**TEXT BLOCK:**
** START **

Using c-treeDB with UTF-8 encoded data works as expected with standard string fields. However, it was not possible to identify those string fields containing UTF-8 data to SQL on import. Proper international character support dictates that each string field should have charset and collation attributes associated with it.
c-tree has different field types to distinguish between UTF-16 strings (CT_*UNICODE) and "generic strings", however, it does not know about the character set and encoding used for generic strings. c-tree at its core is not concerned with this issue as the application itself normally directly handles these strings as bytes. However, high-level languages such as JAVA and SQL require defined string encoding for correct handling.
Functions have been added to c-treeDB for setting and identifying field level string character encoding.
ctdbSetFieldStringEncoding
Set the field string encoding.
CTDBRET ctdbDECL ctdbSetFieldStringEncoding( CTHANDLE Handle, pTEXT encoding )
Parameters:
Returns:
Returns the encoding set on the field on success or a c-treeDB error on failure.

** END **

**DATA PROVIDED:**
** START **

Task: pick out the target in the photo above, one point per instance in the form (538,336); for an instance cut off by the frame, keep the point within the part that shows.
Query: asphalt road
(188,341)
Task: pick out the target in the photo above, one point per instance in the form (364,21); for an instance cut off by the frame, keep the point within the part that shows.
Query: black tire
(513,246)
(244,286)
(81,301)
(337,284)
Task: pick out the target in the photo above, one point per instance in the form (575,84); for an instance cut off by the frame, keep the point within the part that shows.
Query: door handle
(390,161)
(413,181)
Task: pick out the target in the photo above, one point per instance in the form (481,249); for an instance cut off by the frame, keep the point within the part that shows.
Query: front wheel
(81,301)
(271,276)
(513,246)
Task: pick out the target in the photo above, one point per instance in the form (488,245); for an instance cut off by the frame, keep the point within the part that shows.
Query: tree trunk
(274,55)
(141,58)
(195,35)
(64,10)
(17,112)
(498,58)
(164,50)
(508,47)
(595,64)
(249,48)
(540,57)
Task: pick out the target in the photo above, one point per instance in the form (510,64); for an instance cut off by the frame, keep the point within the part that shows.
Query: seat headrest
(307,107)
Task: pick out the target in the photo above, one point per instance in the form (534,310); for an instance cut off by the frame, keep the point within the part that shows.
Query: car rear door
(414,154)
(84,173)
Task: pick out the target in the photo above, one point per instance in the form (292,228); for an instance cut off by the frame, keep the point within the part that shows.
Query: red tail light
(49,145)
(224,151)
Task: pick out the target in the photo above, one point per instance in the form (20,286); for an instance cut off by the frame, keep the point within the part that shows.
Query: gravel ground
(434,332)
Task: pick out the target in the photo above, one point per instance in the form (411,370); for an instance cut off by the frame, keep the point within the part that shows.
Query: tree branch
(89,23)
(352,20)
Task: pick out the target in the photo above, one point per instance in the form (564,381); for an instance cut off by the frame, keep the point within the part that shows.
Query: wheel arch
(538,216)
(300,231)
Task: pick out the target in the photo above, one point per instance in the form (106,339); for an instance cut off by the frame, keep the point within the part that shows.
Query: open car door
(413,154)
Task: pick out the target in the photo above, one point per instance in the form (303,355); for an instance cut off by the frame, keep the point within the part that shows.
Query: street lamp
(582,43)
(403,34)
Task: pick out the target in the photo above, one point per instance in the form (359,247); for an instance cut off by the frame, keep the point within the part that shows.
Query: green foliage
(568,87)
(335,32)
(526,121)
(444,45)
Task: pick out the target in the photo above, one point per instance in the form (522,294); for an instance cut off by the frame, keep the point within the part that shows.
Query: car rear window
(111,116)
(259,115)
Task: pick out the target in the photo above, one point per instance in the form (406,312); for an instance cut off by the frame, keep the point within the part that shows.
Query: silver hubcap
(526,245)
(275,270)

** END **

**EXERCISE INSTRUCTIONS:**
A - Multiply every coordinate in the answers by 1.65, rounding to whole numbers with halves rounded up, and write these records out again with their requests included. Begin at the line of the records that has "the form (406,312);" and stop after the last line of the records.
B - Continue the text on c-treeDB field string encoding from where it stops.

**SOLVED PROBLEMS:**
A -
Task: pick out the target in the photo above, one point per instance in the form (406,312); for an instance cut off by the frame, keep the point within the part that shows.
Query: silver hubcap
(868,404)
(454,446)

B -
Calling ctdbSetFieldStringEncoding() on a field type that is not a string field fails with error CTDBRET_INVTYPE.
ctdbGetFieldStringEncoding
Get the encoding set on the field as a string.
Declaration
pTEXT ctdbDECL ctdbGetFieldStringEncoding( CTHANDLE Handle )
Description
ctdbGetFieldStringEncoding() returns the encoding set on the field as a string or Null if no encoding was set or an error occurred. Check ctdbGetError().
Calling ctdbGetFieldStringEncoding() on a field without an encoding set results in returning NULL.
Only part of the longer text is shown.